• Data supplied:
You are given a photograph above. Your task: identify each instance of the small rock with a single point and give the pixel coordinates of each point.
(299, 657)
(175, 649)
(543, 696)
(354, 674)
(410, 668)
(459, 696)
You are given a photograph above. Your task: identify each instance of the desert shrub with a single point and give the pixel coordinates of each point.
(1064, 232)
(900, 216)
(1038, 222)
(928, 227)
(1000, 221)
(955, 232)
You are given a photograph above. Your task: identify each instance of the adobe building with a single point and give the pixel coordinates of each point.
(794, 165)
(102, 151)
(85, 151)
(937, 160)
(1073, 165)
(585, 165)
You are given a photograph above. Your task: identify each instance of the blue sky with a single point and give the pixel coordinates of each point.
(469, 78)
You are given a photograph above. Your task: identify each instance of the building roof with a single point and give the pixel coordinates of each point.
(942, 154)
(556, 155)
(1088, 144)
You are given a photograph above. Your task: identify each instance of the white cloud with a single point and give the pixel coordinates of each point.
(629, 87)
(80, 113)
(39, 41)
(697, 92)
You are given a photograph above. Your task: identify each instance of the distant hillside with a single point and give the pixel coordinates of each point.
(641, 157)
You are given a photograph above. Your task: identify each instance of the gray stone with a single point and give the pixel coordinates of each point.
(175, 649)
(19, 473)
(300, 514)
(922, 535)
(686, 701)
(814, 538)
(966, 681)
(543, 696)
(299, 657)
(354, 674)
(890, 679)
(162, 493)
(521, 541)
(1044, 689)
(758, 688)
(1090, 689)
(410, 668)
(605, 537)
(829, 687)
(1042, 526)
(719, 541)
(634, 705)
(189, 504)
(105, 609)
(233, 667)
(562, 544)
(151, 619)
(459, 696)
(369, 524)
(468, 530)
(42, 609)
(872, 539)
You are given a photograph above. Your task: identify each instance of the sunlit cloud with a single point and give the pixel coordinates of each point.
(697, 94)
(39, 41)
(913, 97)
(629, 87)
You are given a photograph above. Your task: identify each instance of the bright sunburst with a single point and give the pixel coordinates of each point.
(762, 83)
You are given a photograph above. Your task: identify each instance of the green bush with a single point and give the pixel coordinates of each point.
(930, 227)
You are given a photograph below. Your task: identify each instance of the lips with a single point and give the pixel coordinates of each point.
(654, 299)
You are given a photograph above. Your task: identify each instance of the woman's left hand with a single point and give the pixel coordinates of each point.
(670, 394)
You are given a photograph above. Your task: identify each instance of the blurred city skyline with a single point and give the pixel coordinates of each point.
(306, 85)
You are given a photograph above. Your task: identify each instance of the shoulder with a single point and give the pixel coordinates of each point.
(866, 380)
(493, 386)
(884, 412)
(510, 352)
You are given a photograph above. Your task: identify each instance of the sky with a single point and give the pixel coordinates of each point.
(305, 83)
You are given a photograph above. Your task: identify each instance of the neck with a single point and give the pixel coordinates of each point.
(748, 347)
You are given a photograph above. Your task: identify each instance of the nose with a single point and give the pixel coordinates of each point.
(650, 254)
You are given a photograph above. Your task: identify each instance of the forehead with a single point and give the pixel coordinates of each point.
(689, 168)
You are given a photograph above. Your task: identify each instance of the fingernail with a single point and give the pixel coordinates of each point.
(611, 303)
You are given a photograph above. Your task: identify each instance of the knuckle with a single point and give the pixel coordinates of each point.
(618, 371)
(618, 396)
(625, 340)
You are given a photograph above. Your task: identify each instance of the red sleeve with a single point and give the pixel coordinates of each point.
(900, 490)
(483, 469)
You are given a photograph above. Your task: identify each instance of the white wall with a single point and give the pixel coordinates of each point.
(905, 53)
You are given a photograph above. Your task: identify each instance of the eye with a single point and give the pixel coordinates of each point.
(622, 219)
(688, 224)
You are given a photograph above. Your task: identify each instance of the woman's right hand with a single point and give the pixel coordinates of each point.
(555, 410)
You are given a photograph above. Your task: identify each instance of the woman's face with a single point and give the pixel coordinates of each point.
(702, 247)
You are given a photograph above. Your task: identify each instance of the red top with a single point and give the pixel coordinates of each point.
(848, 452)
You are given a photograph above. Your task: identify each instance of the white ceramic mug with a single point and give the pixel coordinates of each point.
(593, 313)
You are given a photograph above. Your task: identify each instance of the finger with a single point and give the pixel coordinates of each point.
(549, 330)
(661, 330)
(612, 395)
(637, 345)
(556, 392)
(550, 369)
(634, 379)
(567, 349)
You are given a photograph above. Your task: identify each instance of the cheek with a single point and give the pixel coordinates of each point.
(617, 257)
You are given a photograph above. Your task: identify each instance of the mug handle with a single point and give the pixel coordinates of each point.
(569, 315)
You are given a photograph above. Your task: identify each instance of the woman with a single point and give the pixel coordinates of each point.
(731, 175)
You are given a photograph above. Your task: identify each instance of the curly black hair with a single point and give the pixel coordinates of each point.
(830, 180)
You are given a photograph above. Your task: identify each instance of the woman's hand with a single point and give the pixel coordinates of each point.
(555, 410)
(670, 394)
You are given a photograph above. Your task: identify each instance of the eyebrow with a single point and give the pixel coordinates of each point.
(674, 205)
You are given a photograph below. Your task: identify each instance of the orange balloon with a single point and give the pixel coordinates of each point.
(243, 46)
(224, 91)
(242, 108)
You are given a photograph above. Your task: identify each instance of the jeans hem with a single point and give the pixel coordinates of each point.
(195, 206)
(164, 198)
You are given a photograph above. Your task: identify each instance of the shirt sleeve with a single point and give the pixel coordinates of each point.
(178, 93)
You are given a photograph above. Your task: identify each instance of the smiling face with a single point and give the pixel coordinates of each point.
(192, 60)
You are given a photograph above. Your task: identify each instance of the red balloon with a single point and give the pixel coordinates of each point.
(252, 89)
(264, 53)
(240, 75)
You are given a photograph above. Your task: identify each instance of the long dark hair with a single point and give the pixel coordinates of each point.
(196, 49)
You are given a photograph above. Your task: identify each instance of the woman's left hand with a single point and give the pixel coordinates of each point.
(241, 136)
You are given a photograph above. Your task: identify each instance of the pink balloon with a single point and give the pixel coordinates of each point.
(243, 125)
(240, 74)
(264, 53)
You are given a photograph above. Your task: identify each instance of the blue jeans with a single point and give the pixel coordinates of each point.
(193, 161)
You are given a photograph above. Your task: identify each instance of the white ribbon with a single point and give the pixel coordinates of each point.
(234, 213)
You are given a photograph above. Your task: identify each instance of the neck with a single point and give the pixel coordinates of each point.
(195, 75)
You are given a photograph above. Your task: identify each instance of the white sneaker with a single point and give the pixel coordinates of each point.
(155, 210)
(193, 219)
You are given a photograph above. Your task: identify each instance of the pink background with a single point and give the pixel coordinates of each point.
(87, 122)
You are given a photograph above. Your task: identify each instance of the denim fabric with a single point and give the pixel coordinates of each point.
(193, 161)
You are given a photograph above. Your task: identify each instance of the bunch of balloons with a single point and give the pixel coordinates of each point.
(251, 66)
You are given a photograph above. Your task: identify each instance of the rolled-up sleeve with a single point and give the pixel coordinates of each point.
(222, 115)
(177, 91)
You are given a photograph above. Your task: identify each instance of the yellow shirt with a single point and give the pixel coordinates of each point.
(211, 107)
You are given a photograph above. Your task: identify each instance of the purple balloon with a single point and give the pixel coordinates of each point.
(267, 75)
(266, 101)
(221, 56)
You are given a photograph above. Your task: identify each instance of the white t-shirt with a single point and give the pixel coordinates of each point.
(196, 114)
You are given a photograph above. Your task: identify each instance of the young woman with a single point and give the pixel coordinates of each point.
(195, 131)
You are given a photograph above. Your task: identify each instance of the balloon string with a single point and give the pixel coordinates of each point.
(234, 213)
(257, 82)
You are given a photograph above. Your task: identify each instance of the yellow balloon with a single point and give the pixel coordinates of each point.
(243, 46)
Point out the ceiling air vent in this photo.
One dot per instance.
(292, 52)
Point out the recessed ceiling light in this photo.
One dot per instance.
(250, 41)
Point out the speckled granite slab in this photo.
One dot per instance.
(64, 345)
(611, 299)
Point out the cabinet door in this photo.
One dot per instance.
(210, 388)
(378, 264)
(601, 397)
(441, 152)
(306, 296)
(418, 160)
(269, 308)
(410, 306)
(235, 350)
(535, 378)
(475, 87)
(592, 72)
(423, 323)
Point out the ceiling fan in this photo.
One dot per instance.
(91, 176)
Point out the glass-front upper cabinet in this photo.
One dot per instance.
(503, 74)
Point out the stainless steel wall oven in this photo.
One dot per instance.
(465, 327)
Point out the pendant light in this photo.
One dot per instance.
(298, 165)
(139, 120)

• What you have to do: Where a line of the entries above holds the word "this", return that line.

• Response to the task:
Point out the ceiling air vent in this photo.
Point out the recessed ceiling light in this photo.
Point out the speckled granite slab in this photo.
Point out the cabinet door in this photo.
Point out the ceiling fan in this photo.
Point out the glass-front upper cabinet in this photo.
Point out the stainless steel wall oven in this photo.
Point out the pendant light in this photo.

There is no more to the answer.